**Task 1**. From the listing, return the lines word for word, starting with the line containing "Highlight bay." and continuing through the line containing "xmin=0 ymin=45 xmax=131 ymax=103", including both. Omit the pictures from your answer.

**Selected excerpt**.
+++++

Construction workers and Off Center volunteers tore out the carpet, installed an 11-by-22-foot Masonite stage flush with the concrete floor and painted the whole thing black, along with the walls. Out went the drop ceiling; in went the grid, a curtain pipe (with another to come), new LED lights, new speakers and a rear exit. The stage has a 6-by-9-foot rear-projection screen built into its upstage wall, a new feature for Off Center. And the seating is raked; volunteer Kevin Christopher, cofounder of the Saints and Poets Production Company, designed four platforms, giving audience members in the back rows a clear line of sight.
The new space, at 1127 North Avenue, seats 80 and can accommodate 100 when artists don't require a big stage, such as speakers or standup comics. By contrast, the "garage space," Off Center's longtime home in a former loading dock on the corner of Archibald Street and North Winooski Avenue, sat 65. The space next door, which the theater subsequently occupied for less than a year, sat about 30.
During a March 10 visit by a building inspector and two fire marshals, board vice president Chris Caswell and board member G. Richard "Rick" Ames learned that they were cleared to open.
"As soon as they said everything was good, we both cried," said Caswell, an actor and a member of the sketch comedy troupe Stealing From Work. A grand opening will take place on Saturday, April 8, from 4 to 7 p.m.
Waiting for three years is challenging, Caswell said, especially for an organization that is completely run by volunteers. "There are so many of us that love this space so much and believe in it so much that we put in a lot of time and heart to make sure that it was available again to the community," she said.

+++++

**Task 2**. In the passage on Off Center's new space, how many seats does the new space at 1127 North Avenue have?

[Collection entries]
+++++

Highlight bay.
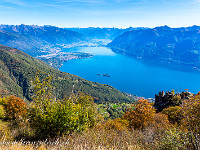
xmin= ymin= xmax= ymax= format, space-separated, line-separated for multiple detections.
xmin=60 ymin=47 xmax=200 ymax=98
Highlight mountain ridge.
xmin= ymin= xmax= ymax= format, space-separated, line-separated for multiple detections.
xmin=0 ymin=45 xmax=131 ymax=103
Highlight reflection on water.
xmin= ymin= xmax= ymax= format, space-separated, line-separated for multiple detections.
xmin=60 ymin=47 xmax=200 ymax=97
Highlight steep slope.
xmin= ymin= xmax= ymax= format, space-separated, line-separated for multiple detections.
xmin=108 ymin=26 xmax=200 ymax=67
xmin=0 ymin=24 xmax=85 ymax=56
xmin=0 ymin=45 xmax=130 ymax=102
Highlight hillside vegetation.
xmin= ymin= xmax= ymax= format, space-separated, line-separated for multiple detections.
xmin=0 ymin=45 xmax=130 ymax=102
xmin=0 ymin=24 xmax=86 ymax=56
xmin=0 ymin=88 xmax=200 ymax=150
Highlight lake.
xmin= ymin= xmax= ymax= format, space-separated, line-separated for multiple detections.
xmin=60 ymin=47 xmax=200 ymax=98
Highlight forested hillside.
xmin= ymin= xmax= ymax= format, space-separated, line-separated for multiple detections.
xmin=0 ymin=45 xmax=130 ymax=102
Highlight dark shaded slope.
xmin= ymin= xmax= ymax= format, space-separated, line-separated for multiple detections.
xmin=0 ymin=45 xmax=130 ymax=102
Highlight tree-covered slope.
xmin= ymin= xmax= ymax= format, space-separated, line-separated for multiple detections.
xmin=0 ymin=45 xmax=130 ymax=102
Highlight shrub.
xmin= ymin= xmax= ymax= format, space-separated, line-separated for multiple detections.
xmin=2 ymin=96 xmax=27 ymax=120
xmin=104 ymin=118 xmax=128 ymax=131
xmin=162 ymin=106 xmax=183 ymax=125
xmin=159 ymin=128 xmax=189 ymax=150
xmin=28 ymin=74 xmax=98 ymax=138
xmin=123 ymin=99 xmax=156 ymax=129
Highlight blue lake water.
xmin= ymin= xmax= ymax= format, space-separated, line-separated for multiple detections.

+++++

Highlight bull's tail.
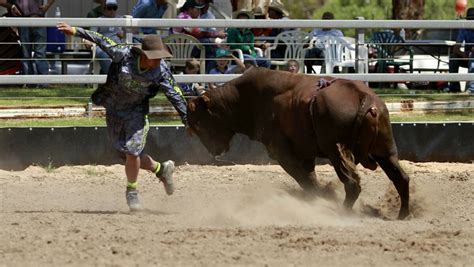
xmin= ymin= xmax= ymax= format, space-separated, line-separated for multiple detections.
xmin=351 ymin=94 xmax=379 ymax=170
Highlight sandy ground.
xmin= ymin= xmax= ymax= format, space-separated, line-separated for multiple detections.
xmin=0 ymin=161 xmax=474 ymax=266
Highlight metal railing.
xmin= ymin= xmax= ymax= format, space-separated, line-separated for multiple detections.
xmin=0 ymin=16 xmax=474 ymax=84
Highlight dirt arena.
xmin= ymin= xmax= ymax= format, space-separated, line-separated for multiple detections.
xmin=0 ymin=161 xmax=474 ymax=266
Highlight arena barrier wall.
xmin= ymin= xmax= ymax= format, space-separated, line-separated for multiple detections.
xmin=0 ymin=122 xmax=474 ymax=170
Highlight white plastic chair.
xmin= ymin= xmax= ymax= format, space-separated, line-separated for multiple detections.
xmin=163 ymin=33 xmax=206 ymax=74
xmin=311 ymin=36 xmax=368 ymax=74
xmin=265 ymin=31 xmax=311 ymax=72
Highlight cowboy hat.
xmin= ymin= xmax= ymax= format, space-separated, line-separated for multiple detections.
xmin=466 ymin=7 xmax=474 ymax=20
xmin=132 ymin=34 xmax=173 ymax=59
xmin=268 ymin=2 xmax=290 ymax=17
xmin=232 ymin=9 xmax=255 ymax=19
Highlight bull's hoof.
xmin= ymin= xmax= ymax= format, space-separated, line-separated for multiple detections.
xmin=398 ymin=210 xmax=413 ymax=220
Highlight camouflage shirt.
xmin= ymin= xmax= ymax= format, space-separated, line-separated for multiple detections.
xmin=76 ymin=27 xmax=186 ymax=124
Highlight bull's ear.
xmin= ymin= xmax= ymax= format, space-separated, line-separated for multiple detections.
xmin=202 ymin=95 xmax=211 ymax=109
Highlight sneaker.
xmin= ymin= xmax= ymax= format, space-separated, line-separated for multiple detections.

+++++

**Finished answer 1**.
Highlight bay.
xmin= ymin= xmax= ymax= format, space-separated, line-separated for multiple detections.
xmin=60 ymin=47 xmax=200 ymax=98
Highlight mountain ridge.
xmin= ymin= xmax= ymax= format, space-separated, line-separated for multiple detections.
xmin=0 ymin=45 xmax=131 ymax=103

**Finished answer 2**. It seats 80.